## BEGIN TEXT EXTRACT

To quote the broadcaster’s blurb, Mr Bates vs The Post Office is a UK TV drama that “has got the nation talking”. In this article, I look at the scandal’s anatomy and the drama’s impact and explore how you can use video drama’s power to make an impact in your organisation.
The history
The British Post Office is a trusted national institution. In the late 90s, it had 20 million customers, processed £54 billion in benefits claims, and had nearly 67 thousand employees. But post offices were still processing their accounts and information in a Victorian fashion, including hand-written bookkeeping. The government decided it was time to computerise, put the contract to tender and unsurprisingly accepted the cheapest offer from ICL Pathway, owned by Fujitsu.
Fujitsu used a crumbly system and built on top of it. The routines and data dictionaries were not carefully assigned, which led to many wild errors. It’s been described as if the computer was asked to drop a ball in a green box, but suddenly, there was no green box. The result was a crash or random creation and assignment of data.

## END TEXT EXTRACT
## BEGIN DATASET ROWS

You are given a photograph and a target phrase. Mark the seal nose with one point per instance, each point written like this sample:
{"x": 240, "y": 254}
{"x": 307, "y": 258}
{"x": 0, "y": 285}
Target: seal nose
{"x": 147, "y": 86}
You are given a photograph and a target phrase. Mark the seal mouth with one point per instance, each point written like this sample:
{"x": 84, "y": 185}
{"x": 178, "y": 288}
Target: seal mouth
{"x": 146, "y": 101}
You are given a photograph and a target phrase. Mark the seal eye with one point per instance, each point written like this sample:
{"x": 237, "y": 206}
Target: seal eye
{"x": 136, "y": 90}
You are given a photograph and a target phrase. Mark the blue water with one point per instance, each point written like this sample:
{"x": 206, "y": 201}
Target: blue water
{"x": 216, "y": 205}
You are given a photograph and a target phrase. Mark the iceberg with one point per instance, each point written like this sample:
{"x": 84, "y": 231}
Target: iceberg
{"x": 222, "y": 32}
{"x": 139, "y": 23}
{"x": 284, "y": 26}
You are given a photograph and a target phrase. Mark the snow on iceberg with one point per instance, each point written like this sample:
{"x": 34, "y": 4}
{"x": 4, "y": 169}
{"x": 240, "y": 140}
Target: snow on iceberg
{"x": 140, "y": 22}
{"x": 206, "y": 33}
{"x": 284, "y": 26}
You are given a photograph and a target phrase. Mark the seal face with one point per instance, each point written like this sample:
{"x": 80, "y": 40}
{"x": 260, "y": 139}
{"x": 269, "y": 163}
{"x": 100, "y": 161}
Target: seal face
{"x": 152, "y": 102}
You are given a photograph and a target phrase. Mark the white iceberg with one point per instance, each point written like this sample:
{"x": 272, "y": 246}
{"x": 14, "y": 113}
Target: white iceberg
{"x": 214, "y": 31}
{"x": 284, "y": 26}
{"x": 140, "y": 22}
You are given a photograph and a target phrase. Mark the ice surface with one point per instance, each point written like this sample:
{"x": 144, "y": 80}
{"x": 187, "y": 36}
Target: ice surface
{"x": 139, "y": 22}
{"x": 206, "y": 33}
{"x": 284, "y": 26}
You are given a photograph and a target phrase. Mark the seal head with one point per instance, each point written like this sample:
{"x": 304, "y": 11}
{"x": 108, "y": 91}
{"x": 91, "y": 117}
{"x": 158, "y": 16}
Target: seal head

## END DATASET ROWS

[SHORT EXERCISE]:
Print the passage of the Post Office scandal article from "Fujitsu used a" to "assignment of data.", word for word. You can leave the rows aside.

[SOLVED EXERCISE]:
Fujitsu used a crumbly system and built on top of it. The routines and data dictionaries were not carefully assigned, which led to many wild errors. It’s been described as if the computer was asked to drop a ball in a green box, but suddenly, there was no green box. The result was a crash or random creation and assignment of data.